Problem requirements: Copy every line of the rows below, word for word, starting at the line that contains "In this exercise you will mark each instance of the tree" and continuing down to the last of the rows.

Record extracts:
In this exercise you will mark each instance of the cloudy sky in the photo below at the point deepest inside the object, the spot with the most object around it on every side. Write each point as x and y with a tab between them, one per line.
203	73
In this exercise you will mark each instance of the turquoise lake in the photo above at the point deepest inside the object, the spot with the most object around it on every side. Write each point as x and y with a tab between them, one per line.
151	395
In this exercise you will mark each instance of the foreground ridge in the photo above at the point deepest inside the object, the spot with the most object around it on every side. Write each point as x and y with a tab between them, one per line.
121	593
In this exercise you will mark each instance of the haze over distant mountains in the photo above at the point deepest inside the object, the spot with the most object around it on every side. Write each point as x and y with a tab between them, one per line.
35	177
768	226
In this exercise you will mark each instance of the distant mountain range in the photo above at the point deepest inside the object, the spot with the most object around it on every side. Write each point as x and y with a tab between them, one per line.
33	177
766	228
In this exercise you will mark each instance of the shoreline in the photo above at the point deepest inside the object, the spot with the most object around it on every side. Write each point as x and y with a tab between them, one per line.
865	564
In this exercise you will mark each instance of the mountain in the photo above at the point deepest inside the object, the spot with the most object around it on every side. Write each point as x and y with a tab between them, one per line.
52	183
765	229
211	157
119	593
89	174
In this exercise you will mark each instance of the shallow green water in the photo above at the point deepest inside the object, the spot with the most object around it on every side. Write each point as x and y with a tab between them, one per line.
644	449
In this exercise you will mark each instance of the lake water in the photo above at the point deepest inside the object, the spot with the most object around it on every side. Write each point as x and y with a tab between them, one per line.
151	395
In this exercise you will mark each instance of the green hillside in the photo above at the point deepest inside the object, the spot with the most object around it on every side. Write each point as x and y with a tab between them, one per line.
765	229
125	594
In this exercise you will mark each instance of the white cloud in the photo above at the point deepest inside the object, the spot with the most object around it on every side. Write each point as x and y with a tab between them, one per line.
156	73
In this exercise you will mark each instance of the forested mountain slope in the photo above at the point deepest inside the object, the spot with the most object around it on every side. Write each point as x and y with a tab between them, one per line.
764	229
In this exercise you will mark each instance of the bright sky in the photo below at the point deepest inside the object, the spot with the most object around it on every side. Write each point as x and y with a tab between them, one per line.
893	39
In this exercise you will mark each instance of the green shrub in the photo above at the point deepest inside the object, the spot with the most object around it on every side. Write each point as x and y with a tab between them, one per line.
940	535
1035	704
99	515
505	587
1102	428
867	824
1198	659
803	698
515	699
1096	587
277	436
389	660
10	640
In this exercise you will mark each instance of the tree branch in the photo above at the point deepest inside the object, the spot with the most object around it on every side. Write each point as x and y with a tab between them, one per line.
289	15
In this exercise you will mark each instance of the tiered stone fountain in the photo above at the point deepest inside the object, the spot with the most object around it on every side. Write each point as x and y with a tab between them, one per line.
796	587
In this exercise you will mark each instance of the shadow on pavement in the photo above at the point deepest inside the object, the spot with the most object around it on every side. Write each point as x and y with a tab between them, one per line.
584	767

Output for this exercise:
In this exercise you will mark each instance of the tree branch in the photo above at the point deepest inside the object, the spot with the most object around it on every side. Write each point as x and y with a tab between them, one per line.
289	15
In this exercise you will mark each instance of the tiered stone fountain in the photo above at the point deepest inside the object, the spot with the most object around it on every side. Write each point as x and y with a tab between them, one per line.
796	587
In this exercise you will mark each instance of the shadow on pavement in the photo above at the point deepest inside the object, the spot with the most object around it on every side. Write each point as x and y with a tab between them, one per line.
584	767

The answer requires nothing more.